(What is required)
From the first entry to the last, copy each one exactly.

[Stored data]
********
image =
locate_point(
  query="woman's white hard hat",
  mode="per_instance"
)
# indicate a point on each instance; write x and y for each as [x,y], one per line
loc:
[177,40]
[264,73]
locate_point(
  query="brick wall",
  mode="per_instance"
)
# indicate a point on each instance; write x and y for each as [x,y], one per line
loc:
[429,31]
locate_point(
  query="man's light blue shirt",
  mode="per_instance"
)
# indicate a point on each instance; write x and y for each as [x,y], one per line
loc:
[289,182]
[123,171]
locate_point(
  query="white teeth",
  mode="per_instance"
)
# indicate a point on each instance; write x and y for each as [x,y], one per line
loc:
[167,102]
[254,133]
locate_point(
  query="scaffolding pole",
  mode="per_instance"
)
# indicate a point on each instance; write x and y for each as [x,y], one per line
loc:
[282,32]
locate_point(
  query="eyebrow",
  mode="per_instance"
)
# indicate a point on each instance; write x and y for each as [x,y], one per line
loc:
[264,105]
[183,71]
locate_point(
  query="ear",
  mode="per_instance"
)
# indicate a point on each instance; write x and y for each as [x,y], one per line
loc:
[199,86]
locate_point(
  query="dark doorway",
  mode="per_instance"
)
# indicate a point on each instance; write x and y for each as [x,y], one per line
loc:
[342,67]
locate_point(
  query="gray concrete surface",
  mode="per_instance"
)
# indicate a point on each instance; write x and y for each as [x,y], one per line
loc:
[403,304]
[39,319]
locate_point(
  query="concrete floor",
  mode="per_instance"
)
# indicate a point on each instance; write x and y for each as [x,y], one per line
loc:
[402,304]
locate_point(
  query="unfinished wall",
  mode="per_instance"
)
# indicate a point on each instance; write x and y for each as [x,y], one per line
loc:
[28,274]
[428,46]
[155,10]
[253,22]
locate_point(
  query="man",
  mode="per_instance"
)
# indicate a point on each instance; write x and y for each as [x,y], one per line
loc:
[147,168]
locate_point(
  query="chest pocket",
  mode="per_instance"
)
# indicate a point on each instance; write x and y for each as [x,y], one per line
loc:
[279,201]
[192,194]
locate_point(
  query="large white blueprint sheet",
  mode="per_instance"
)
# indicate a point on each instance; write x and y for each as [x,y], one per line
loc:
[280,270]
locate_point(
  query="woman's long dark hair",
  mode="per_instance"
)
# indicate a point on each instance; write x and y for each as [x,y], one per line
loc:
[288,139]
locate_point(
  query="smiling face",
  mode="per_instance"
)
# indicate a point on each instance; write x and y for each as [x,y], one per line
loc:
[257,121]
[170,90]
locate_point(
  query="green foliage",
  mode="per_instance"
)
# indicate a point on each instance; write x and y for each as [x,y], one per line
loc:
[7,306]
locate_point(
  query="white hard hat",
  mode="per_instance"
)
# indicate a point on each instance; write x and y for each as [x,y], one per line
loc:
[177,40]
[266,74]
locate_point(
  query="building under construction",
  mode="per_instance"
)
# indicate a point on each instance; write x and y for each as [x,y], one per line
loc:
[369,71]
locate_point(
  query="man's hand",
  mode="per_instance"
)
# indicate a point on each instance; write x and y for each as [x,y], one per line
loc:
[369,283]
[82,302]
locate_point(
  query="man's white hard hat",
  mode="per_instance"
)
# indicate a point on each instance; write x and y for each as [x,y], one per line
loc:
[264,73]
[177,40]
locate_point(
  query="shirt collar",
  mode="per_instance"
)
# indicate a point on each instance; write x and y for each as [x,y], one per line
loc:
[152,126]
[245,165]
********
(Problem solution)
image =
locate_point(
  query="woman's white hard hat",
  mode="per_instance"
)
# indicate a point on each instance; write x and y for each as [x,y], one per line
loc:
[177,40]
[264,73]
locate_point(
  query="brick wall",
  mode="per_instance"
)
# indicate a point on each instance; write x and y for each as [x,y], one per line
loc:
[429,31]
locate_point(
  query="man's light blue shirt",
  mode="per_instance"
)
# indicate a point on each instance; write x and y for each as [x,y], one per line
loc:
[289,182]
[123,171]
locate_point(
  query="white teeth",
  mode="per_instance"
)
# indicate a point on each instance; write x and y for each as [x,y], one per line
loc:
[167,102]
[254,133]
locate_point(
  query="scaffolding pole",
  mode="per_instance"
)
# indicate a point on each instance; write x and y for each as [x,y], one per line
loc:
[282,32]
locate_point(
  query="eyebrow",
  mode="per_instance"
)
# indicate a point on each instance; write x and y for each as [x,y], one per line
loc:
[264,105]
[183,71]
locate_point(
  query="ear",
  mode="per_instance"
)
# indicate a point on each instance; write x and y for each as [x,y], one per line
loc:
[199,86]
locate_point(
  query="dark doorway",
  mode="per_instance"
)
# indicate a point on each instance; write x and y for each as [x,y], one per line
loc:
[342,67]
locate_point(
  query="gray concrete surface",
  mode="per_instance"
)
# indicate a point on each instance; write x and y for each as [x,y], one per line
loc:
[403,304]
[39,319]
locate_point(
  query="concrete floor",
  mode="per_instance"
)
# indicate a point on each instance; write x and y for each as [x,y], one per line
loc:
[402,304]
locate_point(
  query="unfinished wall",
  mode="per_instance"
)
# indicate a point on each instance; write x and y for each as [x,y], one per line
loc:
[28,274]
[428,46]
[155,10]
[253,22]
locate_point(
  query="man",
  mode="per_instance"
)
# indicate a point on each instance; write x and y for each as [x,y], one per line
loc:
[147,168]
locate_point(
  query="chest pocket",
  mode="per_instance"
)
# indicate a point on each instance; write x and y for each as [x,y], one per line
loc:
[279,201]
[192,194]
locate_point(
  query="large white blueprint sheet",
  mode="per_instance"
)
# indicate a point on each instance; write x and y for each as [x,y], one per line
loc:
[280,270]
locate_point(
  query="woman's long dark hair",
  mode="per_instance"
)
# indicate a point on each instance; write x and y for each as [x,y], one per line
loc:
[288,139]
locate_point(
  query="smiling face",
  mode="per_instance"
)
# indicate a point on each instance; write x and y for each as [x,y], one per line
loc:
[257,121]
[170,90]
locate_point(
  query="green foliage",
  mode="per_instance"
)
# indicate a point on each instance; write x and y for each as [x,y], one per line
loc:
[7,306]
locate_point(
  query="white hard hat",
  mode="per_instance"
)
# indicate a point on each instance; write x and y for each as [x,y], one per line
loc:
[177,40]
[266,74]
locate_point(
  query="building under construction",
  mode="per_instance"
)
# indicate a point on each instance; write x and y for each as [x,y], one per line
loc:
[369,71]
locate_point(
  query="man's hand",
  mode="per_instance"
)
# indicate a point on each instance; write x and y for each as [x,y], one per line
loc:
[369,283]
[82,302]
locate_point(
  query="man's white hard hat",
  mode="per_instance"
)
# indicate a point on each instance; write x and y for each as [x,y], one per line
loc:
[264,73]
[177,40]
locate_point(
  query="shirt collar",
  mode="per_instance"
)
# indicate a point on each instance; write x and y for each as [x,y], one per line
loc:
[152,126]
[245,165]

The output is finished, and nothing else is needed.